» Problem requirements: Could you copy every one of the entries below word for word?

» Provided material:
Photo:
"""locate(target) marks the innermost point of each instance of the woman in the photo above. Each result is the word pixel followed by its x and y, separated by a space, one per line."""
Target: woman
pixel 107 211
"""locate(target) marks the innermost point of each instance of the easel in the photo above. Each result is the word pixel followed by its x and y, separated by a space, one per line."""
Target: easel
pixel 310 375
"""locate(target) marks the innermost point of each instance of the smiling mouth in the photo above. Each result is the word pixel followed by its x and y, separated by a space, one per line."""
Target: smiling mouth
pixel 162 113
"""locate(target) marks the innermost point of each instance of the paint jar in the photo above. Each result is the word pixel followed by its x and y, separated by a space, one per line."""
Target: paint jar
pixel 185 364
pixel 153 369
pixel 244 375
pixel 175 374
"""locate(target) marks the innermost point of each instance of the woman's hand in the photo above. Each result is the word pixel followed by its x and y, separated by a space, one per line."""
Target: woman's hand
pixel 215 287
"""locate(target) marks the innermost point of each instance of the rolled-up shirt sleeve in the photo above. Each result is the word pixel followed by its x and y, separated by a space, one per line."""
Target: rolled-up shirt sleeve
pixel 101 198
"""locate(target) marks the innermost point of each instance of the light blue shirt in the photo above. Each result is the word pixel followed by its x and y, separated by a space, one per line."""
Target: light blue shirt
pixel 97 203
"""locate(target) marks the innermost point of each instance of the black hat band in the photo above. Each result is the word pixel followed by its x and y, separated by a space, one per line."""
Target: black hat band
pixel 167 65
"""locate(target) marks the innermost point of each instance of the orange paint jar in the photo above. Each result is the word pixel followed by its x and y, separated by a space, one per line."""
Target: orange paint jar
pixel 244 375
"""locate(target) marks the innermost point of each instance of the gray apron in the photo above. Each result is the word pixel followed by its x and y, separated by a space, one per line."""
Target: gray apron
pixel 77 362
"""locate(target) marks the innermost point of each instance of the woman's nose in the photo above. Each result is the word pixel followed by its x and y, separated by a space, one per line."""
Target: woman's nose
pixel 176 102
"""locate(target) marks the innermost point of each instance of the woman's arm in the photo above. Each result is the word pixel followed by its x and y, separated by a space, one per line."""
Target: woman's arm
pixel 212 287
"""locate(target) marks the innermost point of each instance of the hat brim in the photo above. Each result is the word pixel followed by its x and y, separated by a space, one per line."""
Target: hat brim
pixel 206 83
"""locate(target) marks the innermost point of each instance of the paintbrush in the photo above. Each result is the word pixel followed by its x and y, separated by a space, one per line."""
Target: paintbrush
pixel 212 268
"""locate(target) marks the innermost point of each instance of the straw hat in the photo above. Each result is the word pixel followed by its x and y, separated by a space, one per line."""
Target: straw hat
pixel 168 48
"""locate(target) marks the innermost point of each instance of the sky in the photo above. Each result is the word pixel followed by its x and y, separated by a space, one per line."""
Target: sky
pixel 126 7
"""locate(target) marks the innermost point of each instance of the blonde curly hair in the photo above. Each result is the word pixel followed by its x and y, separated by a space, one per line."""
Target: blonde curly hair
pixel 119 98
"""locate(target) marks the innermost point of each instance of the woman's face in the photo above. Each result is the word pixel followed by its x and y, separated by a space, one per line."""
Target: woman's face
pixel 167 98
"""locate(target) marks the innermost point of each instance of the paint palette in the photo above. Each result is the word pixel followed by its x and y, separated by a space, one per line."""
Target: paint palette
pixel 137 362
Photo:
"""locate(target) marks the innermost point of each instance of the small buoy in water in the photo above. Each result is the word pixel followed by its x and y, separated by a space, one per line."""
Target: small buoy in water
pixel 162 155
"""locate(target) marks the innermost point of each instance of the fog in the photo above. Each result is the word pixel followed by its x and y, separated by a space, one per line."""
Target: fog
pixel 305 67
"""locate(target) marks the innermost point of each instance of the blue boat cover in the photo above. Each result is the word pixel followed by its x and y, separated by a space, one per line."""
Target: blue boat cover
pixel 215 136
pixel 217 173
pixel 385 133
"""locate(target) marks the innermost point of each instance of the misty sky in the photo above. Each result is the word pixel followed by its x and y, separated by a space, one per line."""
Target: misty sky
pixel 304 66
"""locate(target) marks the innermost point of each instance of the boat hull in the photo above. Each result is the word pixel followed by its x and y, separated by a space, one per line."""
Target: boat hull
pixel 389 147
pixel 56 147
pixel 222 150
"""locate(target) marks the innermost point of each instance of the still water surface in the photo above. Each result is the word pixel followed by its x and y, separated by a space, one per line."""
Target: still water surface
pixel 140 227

» Finished answer:
Photo:
"""locate(target) marks the innermost point of each instance of the woman in the photo above. Each result is the word pixel followed by its x and y, separated by a space, one per line."""
Target: woman
pixel 107 211
"""locate(target) marks the innermost point of each instance of the easel in the photo above. Each result is the word pixel followed by its x and y, separated by a space, one per line."""
Target: easel
pixel 310 375
"""locate(target) marks the innermost point of each instance of the smiling mouth in the photo above. Each result is the word pixel followed by its x and y, separated by a space, one per line."""
Target: smiling mouth
pixel 162 113
"""locate(target) marks the innermost point of each instance of the paint jar in the photo above. Each result is the word pixel followed by its x and y, separated by a space, one per line."""
Target: paint jar
pixel 185 364
pixel 153 369
pixel 244 375
pixel 175 374
"""locate(target) marks the innermost point of each instance of the woman's hand in the photo above. Each result is the word pixel followed by its x and y, separated by a space, one per line."""
Target: woman's hand
pixel 215 287
"""locate(target) marks the innermost point of each instance of the rolled-up shirt sleeve in the photo above. Each result is the word pixel followed by its x and y, separated by a space, one per line."""
Target: rolled-up shirt sleeve
pixel 101 198
"""locate(target) marks the innermost point of each instance of the light blue shirt in the photo above. Each result is the word pixel followed by its x and y, separated by a space, one per line."""
Target: light blue shirt
pixel 97 203
"""locate(target) marks the innermost point of each instance of the black hat band in the photo above. Each result is the word pixel followed by its x and y, separated by a space, one per line."""
Target: black hat band
pixel 167 65
"""locate(target) marks the innermost point of each instance of the orange paint jar in the photo above. Each result is the word pixel followed by its x and y, separated by a space, one per line."""
Target: orange paint jar
pixel 244 375
"""locate(target) marks the innermost point of each instance of the gray apron in the photo above. Each result is the word pixel followed by its x and y, separated by a space, one per line."""
Target: gray apron
pixel 77 362
"""locate(target) marks the innermost point of each instance of the woman's nose in the photo above. Each result is the word pixel followed by its x and y, separated by a space, one per line."""
Target: woman's nose
pixel 176 102
"""locate(target) marks the innermost point of each instance of the woman's arm in the photo above. Each result is the word pixel followed by its x and y, separated by a space, one per line."""
Target: woman's arm
pixel 212 287
"""locate(target) marks the innermost point of each instance of the hat brim in the photo above. Each result is the word pixel followed by its x and y, separated by a space, one per line."""
Target: hat brim
pixel 206 83
"""locate(target) marks the innermost point of each instance of the paintbrush in the photo above. Each result is the word pixel followed by its x and y, separated by a space, one per line."""
Target: paintbrush
pixel 212 268
"""locate(target) marks the innermost point of each instance of the straw hat in the photo above. Each result is the word pixel followed by its x and y, separated by a space, one per line."""
Target: straw hat
pixel 168 48
"""locate(target) marks the innermost point of each instance of the sky in the photo above. Each result is the word pixel followed by its x and y, separated by a space, one per line."""
Target: sky
pixel 126 7
"""locate(target) marks the innermost point of each instance of the blonde curly hair in the photo above. Each result is the word pixel followed by its x and y, separated by a space, one per line."""
Target: blonde curly hair
pixel 119 98
"""locate(target) marks the innermost point of each instance of the woman's face in the photo above. Each result is the word pixel followed by its x and y, separated by a space, one per line."""
Target: woman's face
pixel 167 98
"""locate(target) marks the innermost point of each instance of the paint palette in the photo above. Each result is the word pixel followed by its x and y, separated by a space, one per line."""
Target: paint palette
pixel 137 362
Photo:
"""locate(target) marks the innermost point of each instance of the small buoy in water in the photo above. Each result is the word pixel followed by its x and y, separated by a space, one per line."""
Target: small buoy in water
pixel 162 155
"""locate(target) marks the innermost point of each instance of the fog in the photo above. Each result is the word pixel followed by its x and y, separated by a space, one per line."""
Target: fog
pixel 305 67
"""locate(target) marks the innermost point of each instance of the blue boat cover in the photo above. Each result is the word pixel followed by its x and y, separated by a space, one per line."""
Target: blue boat cover
pixel 215 136
pixel 217 173
pixel 385 133
"""locate(target) marks the innermost point of each instance of the misty sky in the photo above. Each result is the word pixel followed by its x and y, separated by a space, one per line."""
Target: misty sky
pixel 304 66
"""locate(target) marks the innermost point of each instance of the boat hull in the photo above. Each result is the word pixel followed by its x and y, separated by a space, one per line."""
Target: boat hull
pixel 389 147
pixel 56 147
pixel 222 150
"""locate(target) marks the innermost point of each instance of the still water surface in the photo above. Each result is the word pixel followed by its x and y, separated by a space, one per line."""
Target: still water surface
pixel 140 227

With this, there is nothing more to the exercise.